Prompt | Copy the following data line for line, without changing anything.

Excerpts from point annotation data |
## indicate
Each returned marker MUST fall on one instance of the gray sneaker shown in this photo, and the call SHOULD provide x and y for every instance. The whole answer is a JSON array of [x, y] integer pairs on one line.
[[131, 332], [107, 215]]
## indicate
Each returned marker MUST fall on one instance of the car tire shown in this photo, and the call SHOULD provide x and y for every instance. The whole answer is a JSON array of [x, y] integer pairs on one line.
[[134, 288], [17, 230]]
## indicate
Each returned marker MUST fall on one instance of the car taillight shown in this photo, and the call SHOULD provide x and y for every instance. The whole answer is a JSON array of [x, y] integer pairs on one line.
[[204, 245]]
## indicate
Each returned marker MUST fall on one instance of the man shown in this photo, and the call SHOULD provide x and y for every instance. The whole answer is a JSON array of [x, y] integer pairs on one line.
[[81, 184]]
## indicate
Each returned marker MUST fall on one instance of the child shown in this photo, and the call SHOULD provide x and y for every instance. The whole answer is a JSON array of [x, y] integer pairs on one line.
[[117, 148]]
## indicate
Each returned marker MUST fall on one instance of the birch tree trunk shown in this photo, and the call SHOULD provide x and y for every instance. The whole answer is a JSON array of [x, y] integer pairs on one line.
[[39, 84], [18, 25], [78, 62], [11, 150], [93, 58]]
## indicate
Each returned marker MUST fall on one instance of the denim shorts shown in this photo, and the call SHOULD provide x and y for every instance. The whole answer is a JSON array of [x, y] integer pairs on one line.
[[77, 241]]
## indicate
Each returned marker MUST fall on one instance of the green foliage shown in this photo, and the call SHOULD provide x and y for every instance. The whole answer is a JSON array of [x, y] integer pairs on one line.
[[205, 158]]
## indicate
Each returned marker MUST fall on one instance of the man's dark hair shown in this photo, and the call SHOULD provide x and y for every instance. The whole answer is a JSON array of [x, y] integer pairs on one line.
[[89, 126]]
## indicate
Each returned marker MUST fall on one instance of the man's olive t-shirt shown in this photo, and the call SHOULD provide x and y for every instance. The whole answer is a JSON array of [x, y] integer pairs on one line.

Reply to the task |
## indicate
Each returned marker MUST fall on one instance of the gray sneaker shown in this photo, and the call SHOULD provide x and y for every instance. The whole answer is a JSON array of [x, y] integer pairs on one line.
[[131, 332], [107, 215]]
## indicate
Each returned marker MUST fall on one instance of the car tire shown in this photo, and the call SHOULD provide x and y for every instance. The whole answer is a JSON array of [x, y] integer pairs on one line.
[[134, 288], [17, 230]]
## indicate
Each returned marker MUST fall on one instance of the car taillight shown in this photo, and the call SHOULD provide x and y for every instance. The whole answer is a JSON array of [x, y] integer pairs on one line.
[[204, 245]]
## indicate
Each returned marker MUST fall on one instance of the man shown in this photo, and the call SHOULD provide x and y for every instance. The whole answer is a JSON array of [x, y] integer pairs on one line.
[[81, 184]]
## indicate
Each returned marker MUST fall on one instance of the child shown in this photo, and the call SHOULD provide x and y for every instance. The whole answer is a JSON array of [x, y] integer pairs on one line.
[[117, 148]]
## indicate
Each returned marker MUST fall on one instance of the birch tree trunk shown in this photo, and the call SHOULD provide x and y for every instance. The whole answer is a JSON array of [x, y] integer pairs on one line.
[[39, 84], [18, 25], [78, 62], [11, 150], [93, 58]]
## indicate
Each returned marker MUST fall on one instance of the denim shorts shown in this photo, and the call SHOULD provide x and y for every instance. The whole answer is a JSON array of [x, y] integer pairs on one line.
[[77, 241]]
## indicate
Each returned marker MUST fall on one instance of the green foliage shown in this photo, and the call SHOULD provide x and y for every instance. The whole answer is a JSON array of [x, y] integer pairs on one line.
[[205, 158]]
## indicate
Each returned marker MUST fall on one instance of the man's dark hair shown in this photo, and the call SHOULD provide x and y for every instance. The whole answer is a JSON array of [x, y] integer pairs on one line.
[[89, 126]]
## indicate
Each returned marker MUST fall on one instance of the man's olive t-shirt shown in this photo, and the call SHOULD provide x and y for every instance. The whole answer is a JSON array of [x, y] integer pairs on one line.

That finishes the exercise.